*EXERCISE PASSAGE*.
<<<<
# A Study of the Bucket-Exchange Pattern in the PGAS Model Using the ISx Integer Sort Mini-Application

Jacob Hemstad\*, Ulf R. Hanebutte<sup>†</sup>, Ben Harshbarger<sup>‡</sup> and Bradford L. Chamberlain<sup>‡</sup>

\*University of Minnesota
Minneapolis, MN 55455
Email: hemst013@umn.edu

†Intel Corporation
Seattle, WA 98104
Email: ulf.r.hanebutte@intel.com

‡Cray Inc.
Seattle WA 98164

Email: {bharshbarg,bradc}@cray.com

Abstract—ISx is an open-source<sup>1</sup> integer sort mini-application that was released as a research vehicle for the study of irregular all-to-all communication patterns. The mini-app is uniquely valuable to the PGAS community because its dynamic, data dependent communication pattern presents an opportunity to show the benefit of the PGAS abstraction and one-sided communication. Its original release featured an implementation in OpenSHMEM as well as MPI two-sided for comparison. Our analysis showed the OpenSHMEM version spent up to 65% less time in the communication phase compared to the MPI two-sided implementation. From there, we began to explore porting ISx to other PGAS languages and created a Chapel implementation to compare performance and programmability trade-offs. This paper summarizes some of the results from the first year of research findings using ISx and discusses plans for future work.

*Index Terms*—Parallel programming, Performance analysis, Computer languages.

## 1. Introduction

ISx was introduced to the research community at PGAS 2015 [1] as a new scalable integer sort mini-application. It was inspired by the Integer Sort (IS) kernel found in the seminal NAS Parallel Benchmark Suite [2] first introduced in 1991 [3]. The NAS suite has been widely used in evaluation studies as the kernels are representative of the patterns found in many scientific applications [4], [5], [6]. Researchers at the University of Houston [7] created the first OpenSHMEM implementation of the NPB IS and made it available to the community.
>>>>
*DATA BLOCK*.
<<<<
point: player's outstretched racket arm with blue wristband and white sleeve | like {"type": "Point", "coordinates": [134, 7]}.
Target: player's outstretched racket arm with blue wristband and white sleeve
>>>>
*TASK PROMPT*. In the ISx paper, how much less time did the OpenSHMEM version spend in the communication phase than the MPI two-sided implementation? The listing has no role in this exercise.

*WRITTEN SOLUTION*. Up to 65% less time.